> _Supplied material_:
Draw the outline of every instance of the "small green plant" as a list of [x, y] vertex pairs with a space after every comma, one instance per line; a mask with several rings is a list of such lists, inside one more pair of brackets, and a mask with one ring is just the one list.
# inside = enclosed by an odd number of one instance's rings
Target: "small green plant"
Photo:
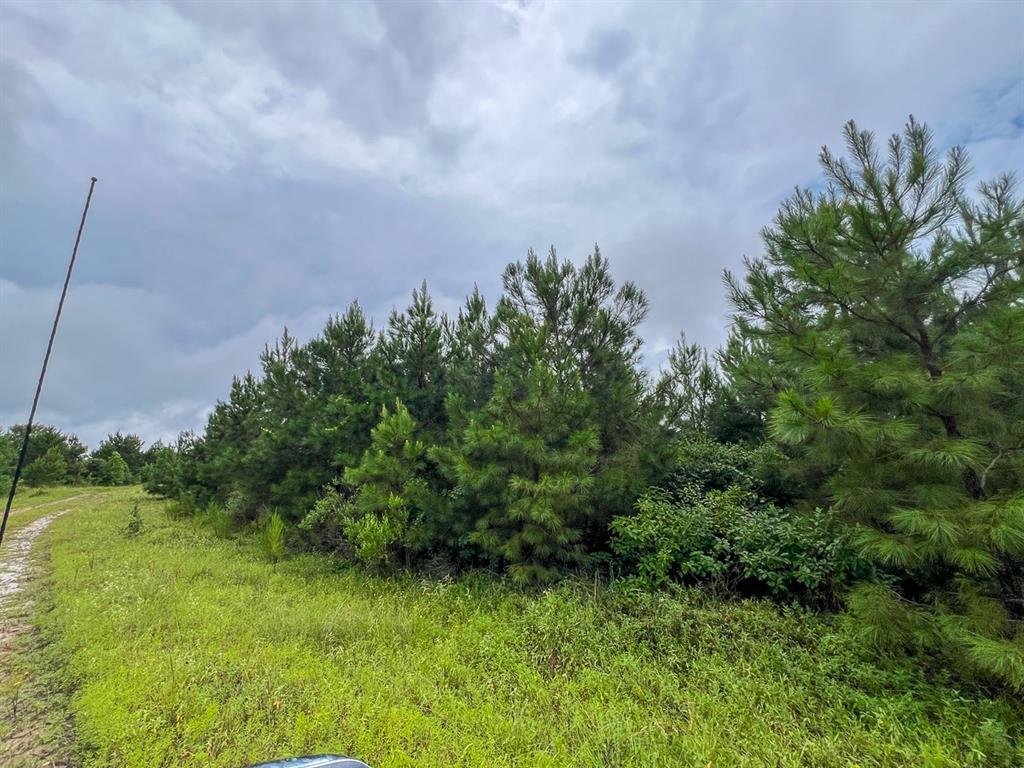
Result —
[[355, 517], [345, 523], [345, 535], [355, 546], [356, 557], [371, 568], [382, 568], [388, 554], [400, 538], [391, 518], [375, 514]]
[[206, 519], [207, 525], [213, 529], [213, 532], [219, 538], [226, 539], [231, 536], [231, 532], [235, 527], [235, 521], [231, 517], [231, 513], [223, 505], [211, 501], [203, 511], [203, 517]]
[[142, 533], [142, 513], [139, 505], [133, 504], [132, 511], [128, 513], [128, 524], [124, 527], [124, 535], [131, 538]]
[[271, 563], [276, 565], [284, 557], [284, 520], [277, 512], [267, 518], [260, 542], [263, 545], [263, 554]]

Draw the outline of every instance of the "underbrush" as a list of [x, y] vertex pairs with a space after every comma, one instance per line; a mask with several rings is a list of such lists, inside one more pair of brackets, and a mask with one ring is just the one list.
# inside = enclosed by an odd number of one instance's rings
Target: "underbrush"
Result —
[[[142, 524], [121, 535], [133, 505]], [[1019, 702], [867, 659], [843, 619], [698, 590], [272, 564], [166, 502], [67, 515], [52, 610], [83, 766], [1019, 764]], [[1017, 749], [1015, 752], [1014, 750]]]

> _Action item_:
In the copy, omit the pictures and reproduce every entry exactly.

> _Your response_:
Draw the outline of every instance of the "small green plant" as a list of [x, y] vertex pairs with a space after every comma, one instance per line; a mask with several rings is a list of such lists, inside one more pair of brackets, and a mask with one ring is just the one list.
# inside = enclosed by an odd number of one instance's rings
Target: "small green plant"
Photo:
Result —
[[355, 517], [345, 523], [345, 535], [355, 546], [356, 557], [371, 568], [382, 568], [388, 554], [400, 538], [391, 518], [375, 514]]
[[206, 519], [207, 525], [213, 529], [213, 532], [219, 538], [226, 539], [231, 536], [231, 532], [235, 527], [235, 521], [231, 517], [231, 513], [223, 505], [211, 501], [203, 511], [203, 517]]
[[142, 533], [142, 513], [139, 505], [133, 504], [132, 511], [128, 513], [128, 524], [124, 527], [124, 535], [131, 538]]
[[271, 563], [276, 565], [284, 557], [284, 520], [277, 512], [267, 518], [260, 542], [263, 545], [263, 554]]

Draw the outline of every instance of the "underbrush" as a list of [x, y] vertex pairs with a space after every comma, one instance per line; a mask with several rings is a list of such lists, inside one more pair of brackets, and a mask with one ring is just the one list.
# inside = enclosed by an odd number of one instance's rings
Target: "underbrush"
Result —
[[[142, 524], [121, 535], [133, 505]], [[1019, 702], [867, 659], [843, 619], [698, 590], [272, 564], [166, 502], [67, 515], [52, 610], [83, 766], [1019, 764]], [[1017, 749], [1015, 752], [1014, 750]]]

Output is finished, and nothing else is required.